━━━ Study text ━━━
Underscore.js: Find the most frequently occurring value in an array?

Question

Consider the following simple array:

var foods = [\'hotdog\', \'hamburger\', \'soup\', \'sandwich\', \'hotdog\', \'watermelon\', \'hotdog\'];

Answer 1

Based off previous answers, here's my version to calculate mode for either an array of strings or numbers that accounts for draws in mode (when values have equal frequency) and also returns the frequency. You can then choose what to do with them.

Underscore and Lodash included.
━━━ Provided data ━━━
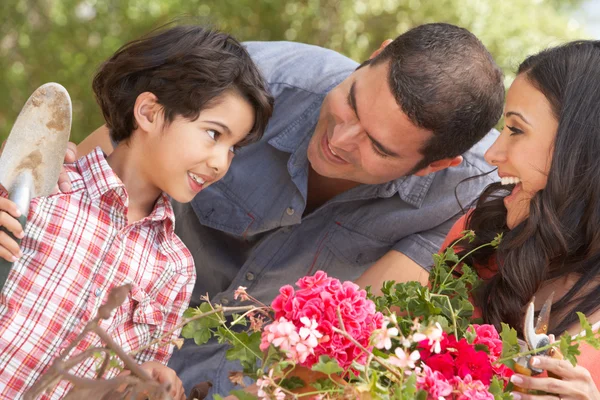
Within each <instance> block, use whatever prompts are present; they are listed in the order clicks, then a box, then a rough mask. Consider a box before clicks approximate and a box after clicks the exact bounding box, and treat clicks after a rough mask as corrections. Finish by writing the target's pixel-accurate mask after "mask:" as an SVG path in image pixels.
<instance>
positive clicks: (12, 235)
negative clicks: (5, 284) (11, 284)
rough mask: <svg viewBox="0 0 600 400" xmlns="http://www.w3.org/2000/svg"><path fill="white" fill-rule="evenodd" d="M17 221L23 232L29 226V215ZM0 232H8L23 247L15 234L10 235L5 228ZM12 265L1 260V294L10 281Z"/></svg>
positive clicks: (15, 240)
mask: <svg viewBox="0 0 600 400" xmlns="http://www.w3.org/2000/svg"><path fill="white" fill-rule="evenodd" d="M17 219H18V220H19V222H20V223H21V226H22V227H23V230H25V224H27V214H24V215H21V216H20V217H19V218H17ZM0 231H3V232H6V234H7V235H8V236H10V237H11V238H12V239H13V240H14V241H15V242H17V244H18V245H19V246H20V245H21V239H17V238H16V237H14V236H13V234H12V233H10V232H9V231H8V230H7V229H6V228H4V227H3V226H2V227H0ZM12 264H13V263H12V262H10V261H6V260H5V259H4V258H0V292H2V289H3V288H4V284H5V283H6V280H7V279H8V274H9V273H10V270H11V268H12Z"/></svg>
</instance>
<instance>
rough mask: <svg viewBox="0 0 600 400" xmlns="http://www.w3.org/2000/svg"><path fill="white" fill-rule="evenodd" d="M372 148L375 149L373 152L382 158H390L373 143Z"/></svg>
mask: <svg viewBox="0 0 600 400" xmlns="http://www.w3.org/2000/svg"><path fill="white" fill-rule="evenodd" d="M371 147H373V151H374V152H375V153H376V154H377V155H378V156H379V157H381V158H388V157H389V156H388V155H387V154H385V153H382V152H381V150H379V149H378V148H377V146H376V145H375V143H373V142H371Z"/></svg>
━━━
▶ **Required tasks**
(A) Copy the Underscore.js thread word for word, from "Underscore.js: Find the" up to and including "and Lodash included.".
(B) Write the next part of the Underscore.js thread, picking up right after its last sentence.

▶ **Answers to the exercises**
(A)
Underscore.js: Find the most frequently occurring value in an array?

Question

Consider the following simple array:

var foods = [\'hotdog\', \'hamburger\', \'soup\', \'sandwich\', \'hotdog\', \'watermelon\', \'hotdog\'];

Answer 1

Based off previous answers, here's my version to calculate mode for either an array of strings or numbers that accounts for draws in mode (when values have equal frequency) and also returns the frequency. You can then choose what to do with them.

Underscore and Lodash included.

(B)
// returns
// [['item', frequency]] where item is a string and frequency is an interger
// [['item', frequency], ['item', frequency], ['item', frequency] ... ] for draws

// examples:
// unique mode: creed appears the most times in array
// returns: [['creed', 4]]

// draw mode: 'jim' and 'creed' both occur 4 times in array
// returns: [['jim', 4], ['creed', 4]]

// underscore:
const usMode = arr => _.chain(arr).countBy().pairs().value().sort((a, b) => b[1] - a[1]).filter((e,i,a) => e[1] === a[0][1])

// lodash
const ldMode = arr => _.chain(arr).countBy().toPairs().value().sort((a, b) => b[1] - a[1]).filter((e,i,a) => e[1] === a[0][1])

// usage
usMode([1,2,3,3,3,4,5,6,7])
// [['3', 3]]

using underscore:

// underscore

const strsUniqueArr = ['jim','pam','creed','pam','jim','creed','creed','creed']
const strsDrawArr = ['pam','jim','creed','jim','jim','creed','creed','creed', 'pam', 'jim']
const numsUniqueArr = [1, 2, 2, 2, 2, 3 ,4, 5]
const numsDrawArr = [1, 1, 1, 1, 2, 2, 2, 2, 3 ,4, 5]

const usMode = arr =>  _.chain(arr).countBy().pairs().value().sort((a, b) => b[1] - a[1]).filter((e,i,a) => e[1] === a[0][1])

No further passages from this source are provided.